> _Written problem_: Pull out every line of the records that contains the string "fork", copying each one whole. Case counts.

> _Stored records_:
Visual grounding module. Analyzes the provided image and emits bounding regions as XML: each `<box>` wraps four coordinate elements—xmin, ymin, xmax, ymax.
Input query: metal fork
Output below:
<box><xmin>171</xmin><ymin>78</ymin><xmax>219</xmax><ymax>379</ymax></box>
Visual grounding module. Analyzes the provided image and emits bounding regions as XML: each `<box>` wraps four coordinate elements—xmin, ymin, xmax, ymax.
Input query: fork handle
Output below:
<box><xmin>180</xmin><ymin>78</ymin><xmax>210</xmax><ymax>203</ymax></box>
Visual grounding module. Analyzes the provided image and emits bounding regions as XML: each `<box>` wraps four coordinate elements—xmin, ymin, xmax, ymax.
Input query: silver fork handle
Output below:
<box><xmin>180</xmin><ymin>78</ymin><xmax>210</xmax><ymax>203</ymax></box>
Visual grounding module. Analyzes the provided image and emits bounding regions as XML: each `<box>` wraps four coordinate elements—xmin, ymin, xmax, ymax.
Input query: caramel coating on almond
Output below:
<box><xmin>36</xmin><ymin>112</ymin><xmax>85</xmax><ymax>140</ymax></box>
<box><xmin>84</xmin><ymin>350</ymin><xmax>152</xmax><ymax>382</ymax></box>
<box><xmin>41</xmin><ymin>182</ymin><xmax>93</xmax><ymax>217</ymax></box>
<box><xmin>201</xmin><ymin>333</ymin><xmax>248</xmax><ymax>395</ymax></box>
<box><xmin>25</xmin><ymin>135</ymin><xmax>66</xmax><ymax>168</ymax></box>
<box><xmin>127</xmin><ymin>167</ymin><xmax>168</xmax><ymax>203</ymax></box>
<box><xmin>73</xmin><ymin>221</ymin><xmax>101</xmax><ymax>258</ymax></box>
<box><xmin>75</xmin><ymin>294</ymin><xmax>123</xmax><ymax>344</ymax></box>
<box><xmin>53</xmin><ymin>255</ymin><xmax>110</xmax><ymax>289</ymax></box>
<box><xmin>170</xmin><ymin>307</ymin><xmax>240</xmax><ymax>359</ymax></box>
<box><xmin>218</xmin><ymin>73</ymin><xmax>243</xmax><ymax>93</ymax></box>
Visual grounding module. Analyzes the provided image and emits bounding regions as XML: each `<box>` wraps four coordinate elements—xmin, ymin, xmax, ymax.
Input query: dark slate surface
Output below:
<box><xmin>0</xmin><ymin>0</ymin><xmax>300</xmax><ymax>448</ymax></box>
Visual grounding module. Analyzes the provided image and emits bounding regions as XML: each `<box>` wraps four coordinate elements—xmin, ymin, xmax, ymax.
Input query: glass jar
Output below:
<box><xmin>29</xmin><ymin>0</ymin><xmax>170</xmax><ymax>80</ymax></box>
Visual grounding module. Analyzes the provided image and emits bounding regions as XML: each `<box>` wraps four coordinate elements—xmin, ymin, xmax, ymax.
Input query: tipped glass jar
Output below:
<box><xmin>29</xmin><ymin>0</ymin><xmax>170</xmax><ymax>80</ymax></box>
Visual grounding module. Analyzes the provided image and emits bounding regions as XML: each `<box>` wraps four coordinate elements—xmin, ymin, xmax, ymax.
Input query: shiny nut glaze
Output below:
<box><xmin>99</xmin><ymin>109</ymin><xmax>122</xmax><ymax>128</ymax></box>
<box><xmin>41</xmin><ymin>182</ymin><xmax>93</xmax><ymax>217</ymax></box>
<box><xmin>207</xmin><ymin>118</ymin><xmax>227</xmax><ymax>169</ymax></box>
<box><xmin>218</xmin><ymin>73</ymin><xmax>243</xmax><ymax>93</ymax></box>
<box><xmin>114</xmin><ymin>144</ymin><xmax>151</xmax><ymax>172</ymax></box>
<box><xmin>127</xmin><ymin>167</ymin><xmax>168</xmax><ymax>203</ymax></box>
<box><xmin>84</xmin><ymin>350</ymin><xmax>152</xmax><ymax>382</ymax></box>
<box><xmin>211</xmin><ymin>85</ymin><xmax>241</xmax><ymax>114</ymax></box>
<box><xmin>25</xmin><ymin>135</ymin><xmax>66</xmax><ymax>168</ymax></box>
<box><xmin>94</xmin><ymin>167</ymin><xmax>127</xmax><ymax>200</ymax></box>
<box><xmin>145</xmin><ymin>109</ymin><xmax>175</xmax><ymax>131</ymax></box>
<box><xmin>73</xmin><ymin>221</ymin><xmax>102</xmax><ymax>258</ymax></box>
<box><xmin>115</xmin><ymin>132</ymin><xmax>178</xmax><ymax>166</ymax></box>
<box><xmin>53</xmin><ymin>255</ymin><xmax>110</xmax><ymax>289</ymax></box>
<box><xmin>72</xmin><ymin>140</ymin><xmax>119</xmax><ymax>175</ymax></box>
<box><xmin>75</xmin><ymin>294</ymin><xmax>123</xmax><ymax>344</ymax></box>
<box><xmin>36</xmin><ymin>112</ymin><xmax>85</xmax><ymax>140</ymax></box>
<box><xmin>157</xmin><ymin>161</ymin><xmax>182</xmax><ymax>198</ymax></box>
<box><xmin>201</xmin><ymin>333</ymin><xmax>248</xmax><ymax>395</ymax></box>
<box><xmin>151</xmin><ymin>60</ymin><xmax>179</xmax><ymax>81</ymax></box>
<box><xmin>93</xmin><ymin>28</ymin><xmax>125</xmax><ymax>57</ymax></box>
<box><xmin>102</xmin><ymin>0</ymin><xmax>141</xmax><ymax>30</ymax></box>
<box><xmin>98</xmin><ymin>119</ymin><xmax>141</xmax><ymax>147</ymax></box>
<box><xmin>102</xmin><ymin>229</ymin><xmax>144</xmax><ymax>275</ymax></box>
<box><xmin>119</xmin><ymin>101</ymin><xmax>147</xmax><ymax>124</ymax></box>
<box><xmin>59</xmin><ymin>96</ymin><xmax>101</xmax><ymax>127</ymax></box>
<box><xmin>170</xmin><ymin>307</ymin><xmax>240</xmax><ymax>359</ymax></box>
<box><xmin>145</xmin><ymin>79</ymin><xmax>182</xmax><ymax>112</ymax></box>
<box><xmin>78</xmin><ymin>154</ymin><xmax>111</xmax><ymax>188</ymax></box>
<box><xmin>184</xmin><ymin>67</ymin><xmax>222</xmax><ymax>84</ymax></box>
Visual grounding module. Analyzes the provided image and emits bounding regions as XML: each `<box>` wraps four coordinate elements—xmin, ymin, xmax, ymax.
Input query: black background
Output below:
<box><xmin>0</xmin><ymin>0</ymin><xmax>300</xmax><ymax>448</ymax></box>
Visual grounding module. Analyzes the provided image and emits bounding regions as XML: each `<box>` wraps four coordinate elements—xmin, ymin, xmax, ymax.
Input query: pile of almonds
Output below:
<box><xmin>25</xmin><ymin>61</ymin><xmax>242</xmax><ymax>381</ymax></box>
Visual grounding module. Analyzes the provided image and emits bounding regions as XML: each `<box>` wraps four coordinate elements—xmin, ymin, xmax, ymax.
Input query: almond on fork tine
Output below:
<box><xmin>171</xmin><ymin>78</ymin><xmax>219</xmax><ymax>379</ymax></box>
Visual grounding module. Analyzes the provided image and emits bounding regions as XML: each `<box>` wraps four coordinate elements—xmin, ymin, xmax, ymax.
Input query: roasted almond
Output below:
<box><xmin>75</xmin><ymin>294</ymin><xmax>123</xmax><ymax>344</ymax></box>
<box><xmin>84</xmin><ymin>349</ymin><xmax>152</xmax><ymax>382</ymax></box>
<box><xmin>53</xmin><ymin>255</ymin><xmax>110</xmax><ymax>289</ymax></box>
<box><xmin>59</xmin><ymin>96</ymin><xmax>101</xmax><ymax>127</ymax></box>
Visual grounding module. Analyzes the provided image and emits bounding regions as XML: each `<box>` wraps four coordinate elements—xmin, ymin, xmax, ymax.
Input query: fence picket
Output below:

> _Expected answer_:
Input query: metal fork
Input query: fork handle
Input query: silver fork handle
Input query: almond on fork tine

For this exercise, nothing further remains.